• _The task_: Give back exactly the lines of the material below, starting with the line with "Query: stone carving on facade" and going on through the line with "Place a pin on every instance of the stone retaining".

+++

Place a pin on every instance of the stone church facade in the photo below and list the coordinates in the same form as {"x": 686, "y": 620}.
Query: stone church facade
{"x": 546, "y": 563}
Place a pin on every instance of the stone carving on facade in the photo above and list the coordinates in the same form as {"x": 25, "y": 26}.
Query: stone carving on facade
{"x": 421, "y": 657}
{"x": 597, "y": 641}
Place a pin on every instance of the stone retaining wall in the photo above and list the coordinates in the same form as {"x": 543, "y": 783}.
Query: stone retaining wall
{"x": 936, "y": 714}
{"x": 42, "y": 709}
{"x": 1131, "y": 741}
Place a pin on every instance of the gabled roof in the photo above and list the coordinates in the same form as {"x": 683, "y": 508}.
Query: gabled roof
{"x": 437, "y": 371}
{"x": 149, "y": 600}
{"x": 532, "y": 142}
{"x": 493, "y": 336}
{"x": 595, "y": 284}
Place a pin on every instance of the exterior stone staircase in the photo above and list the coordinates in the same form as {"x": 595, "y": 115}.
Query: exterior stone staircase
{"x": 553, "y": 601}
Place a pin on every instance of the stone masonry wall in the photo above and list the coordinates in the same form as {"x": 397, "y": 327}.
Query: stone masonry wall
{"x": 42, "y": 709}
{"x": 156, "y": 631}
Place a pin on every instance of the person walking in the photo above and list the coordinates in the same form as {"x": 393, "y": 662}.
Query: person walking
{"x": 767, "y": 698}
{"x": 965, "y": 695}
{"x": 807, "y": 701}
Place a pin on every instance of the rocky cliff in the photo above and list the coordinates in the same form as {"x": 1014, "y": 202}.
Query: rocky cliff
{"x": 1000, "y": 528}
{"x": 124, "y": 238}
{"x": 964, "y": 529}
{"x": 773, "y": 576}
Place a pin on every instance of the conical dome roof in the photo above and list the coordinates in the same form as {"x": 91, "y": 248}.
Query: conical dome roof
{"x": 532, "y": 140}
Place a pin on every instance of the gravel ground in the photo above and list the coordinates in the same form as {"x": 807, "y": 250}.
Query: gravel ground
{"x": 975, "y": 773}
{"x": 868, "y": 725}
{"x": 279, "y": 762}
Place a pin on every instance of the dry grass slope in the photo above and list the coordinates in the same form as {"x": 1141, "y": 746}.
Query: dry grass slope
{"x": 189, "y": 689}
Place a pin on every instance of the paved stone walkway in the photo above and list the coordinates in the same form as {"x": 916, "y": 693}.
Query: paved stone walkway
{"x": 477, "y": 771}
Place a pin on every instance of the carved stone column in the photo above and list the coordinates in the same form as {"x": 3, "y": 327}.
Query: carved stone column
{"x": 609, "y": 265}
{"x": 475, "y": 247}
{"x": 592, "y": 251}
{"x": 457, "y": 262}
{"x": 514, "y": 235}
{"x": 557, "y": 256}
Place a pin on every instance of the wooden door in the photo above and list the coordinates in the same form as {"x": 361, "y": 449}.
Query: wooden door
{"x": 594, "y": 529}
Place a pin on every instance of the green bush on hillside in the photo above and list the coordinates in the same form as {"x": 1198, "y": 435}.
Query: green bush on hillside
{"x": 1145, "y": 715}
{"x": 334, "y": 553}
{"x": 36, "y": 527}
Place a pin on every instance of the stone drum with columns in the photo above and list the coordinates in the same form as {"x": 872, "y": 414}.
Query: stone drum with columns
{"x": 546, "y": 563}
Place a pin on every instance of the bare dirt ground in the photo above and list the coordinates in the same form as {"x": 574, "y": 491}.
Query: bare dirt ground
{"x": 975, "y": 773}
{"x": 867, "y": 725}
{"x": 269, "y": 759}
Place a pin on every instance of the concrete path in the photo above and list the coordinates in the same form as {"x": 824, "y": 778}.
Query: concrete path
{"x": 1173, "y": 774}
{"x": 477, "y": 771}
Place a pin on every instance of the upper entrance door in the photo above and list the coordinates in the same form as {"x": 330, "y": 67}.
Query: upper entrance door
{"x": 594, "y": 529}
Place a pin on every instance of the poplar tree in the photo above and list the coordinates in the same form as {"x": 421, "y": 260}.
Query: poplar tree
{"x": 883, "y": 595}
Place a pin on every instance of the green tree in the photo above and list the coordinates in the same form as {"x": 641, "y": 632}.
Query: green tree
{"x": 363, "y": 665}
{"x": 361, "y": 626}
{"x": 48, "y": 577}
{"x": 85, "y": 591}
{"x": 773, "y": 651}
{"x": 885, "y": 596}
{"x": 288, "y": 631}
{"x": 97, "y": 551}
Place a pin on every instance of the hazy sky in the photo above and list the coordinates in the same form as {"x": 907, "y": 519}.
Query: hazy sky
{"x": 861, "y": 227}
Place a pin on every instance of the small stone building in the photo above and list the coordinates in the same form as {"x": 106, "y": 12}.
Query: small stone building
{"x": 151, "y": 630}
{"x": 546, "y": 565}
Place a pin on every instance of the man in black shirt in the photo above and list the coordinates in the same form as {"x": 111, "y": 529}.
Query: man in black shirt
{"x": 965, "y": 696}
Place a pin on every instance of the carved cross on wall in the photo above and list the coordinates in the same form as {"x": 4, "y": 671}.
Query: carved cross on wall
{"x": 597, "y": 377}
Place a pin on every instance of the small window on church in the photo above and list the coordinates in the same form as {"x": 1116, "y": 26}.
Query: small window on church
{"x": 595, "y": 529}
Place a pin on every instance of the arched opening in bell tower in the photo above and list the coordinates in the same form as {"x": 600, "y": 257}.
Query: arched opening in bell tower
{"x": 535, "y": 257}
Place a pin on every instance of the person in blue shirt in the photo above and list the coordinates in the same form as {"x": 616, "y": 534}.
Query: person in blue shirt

+++

• _Exercise response_:
Query: stone carving on facade
{"x": 421, "y": 657}
{"x": 597, "y": 641}
Place a pin on every instance of the stone retaining wall in the photo above and list the coordinates in the same form as {"x": 543, "y": 783}.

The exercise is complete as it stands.